--- Start Given entries ---

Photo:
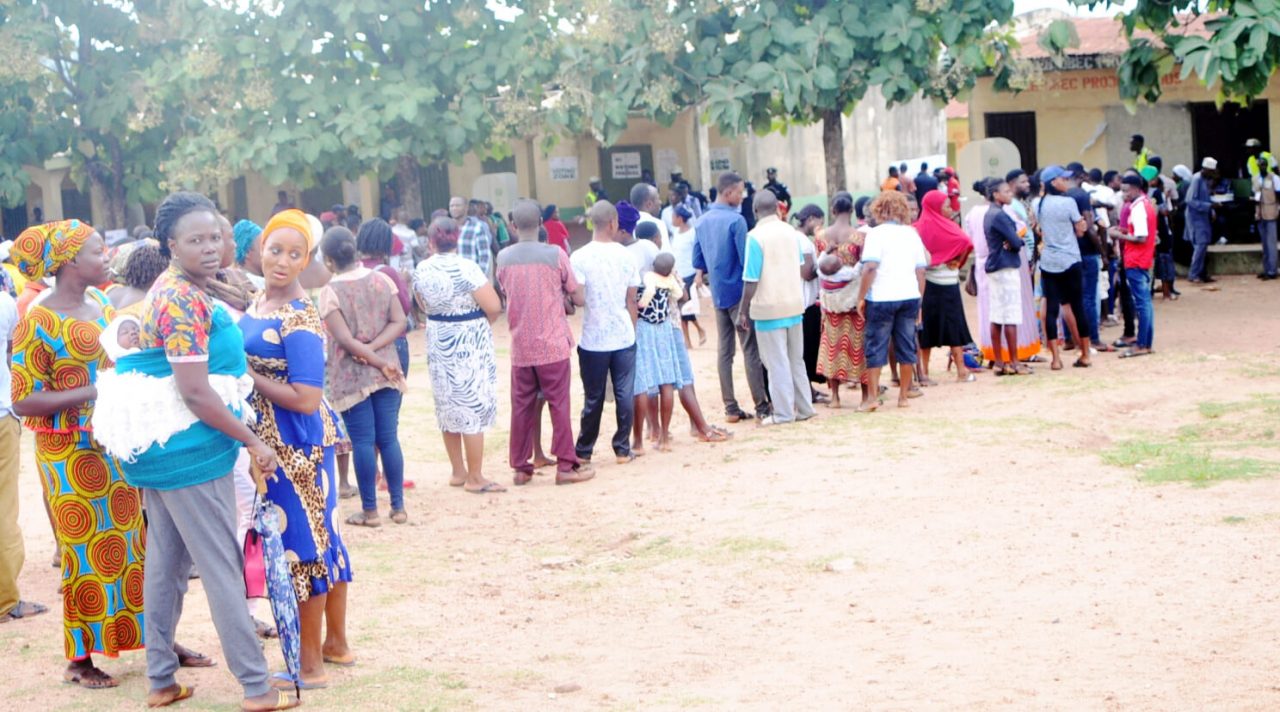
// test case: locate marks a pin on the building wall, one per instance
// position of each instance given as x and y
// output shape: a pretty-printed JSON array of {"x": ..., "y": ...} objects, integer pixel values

--- End Given entries ---
--- Start Given entries ---

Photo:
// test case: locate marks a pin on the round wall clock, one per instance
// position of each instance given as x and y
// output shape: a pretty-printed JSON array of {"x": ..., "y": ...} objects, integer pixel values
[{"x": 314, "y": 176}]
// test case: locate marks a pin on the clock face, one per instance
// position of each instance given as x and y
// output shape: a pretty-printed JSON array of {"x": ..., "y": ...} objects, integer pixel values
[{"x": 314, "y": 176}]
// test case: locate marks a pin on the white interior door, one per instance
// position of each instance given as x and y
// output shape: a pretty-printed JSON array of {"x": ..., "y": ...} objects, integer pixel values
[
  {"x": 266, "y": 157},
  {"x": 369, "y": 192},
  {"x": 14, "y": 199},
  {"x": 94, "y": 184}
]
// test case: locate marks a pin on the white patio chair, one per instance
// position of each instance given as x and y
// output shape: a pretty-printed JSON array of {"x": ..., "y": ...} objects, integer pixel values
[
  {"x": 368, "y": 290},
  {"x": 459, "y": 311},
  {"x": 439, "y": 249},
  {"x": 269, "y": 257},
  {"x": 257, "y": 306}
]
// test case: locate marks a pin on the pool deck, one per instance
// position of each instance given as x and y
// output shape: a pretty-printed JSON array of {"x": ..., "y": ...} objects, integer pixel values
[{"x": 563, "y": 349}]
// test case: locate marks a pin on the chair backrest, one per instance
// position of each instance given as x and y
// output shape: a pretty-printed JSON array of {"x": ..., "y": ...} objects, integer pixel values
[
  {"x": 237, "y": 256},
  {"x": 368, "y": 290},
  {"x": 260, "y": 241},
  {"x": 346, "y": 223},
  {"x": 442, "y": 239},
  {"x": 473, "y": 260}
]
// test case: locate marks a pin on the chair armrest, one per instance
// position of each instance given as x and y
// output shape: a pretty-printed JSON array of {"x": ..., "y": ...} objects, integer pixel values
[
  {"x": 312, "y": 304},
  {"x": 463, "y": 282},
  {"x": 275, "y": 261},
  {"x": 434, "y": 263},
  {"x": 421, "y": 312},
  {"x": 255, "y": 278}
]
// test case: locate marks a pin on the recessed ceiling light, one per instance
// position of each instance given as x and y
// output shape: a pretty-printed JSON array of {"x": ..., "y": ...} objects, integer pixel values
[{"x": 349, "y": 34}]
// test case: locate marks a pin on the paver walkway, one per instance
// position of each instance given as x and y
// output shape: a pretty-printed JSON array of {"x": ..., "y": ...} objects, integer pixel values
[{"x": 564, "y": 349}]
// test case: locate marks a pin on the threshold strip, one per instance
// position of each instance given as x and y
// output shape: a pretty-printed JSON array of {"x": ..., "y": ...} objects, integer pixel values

--- End Given entries ---
--- Start Given entries ---

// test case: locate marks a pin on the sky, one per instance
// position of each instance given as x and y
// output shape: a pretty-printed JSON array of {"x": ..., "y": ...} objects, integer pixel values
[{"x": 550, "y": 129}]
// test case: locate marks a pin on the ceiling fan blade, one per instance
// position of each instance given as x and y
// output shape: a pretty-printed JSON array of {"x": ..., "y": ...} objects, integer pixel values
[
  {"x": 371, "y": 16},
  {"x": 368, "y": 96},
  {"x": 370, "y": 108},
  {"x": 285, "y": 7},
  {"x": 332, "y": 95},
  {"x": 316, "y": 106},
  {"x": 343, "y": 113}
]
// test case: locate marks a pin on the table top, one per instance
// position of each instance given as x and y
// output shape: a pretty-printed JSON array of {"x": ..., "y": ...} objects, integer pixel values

--- End Given entries ---

* Aim of the exercise
Collect every line in the rows above that contains the string "wall", and note that case counts.

* Full solution
// test case: locate marks a pin on the building wall, one per instance
// test case: locate marks a pin on the round wall clock, one per instance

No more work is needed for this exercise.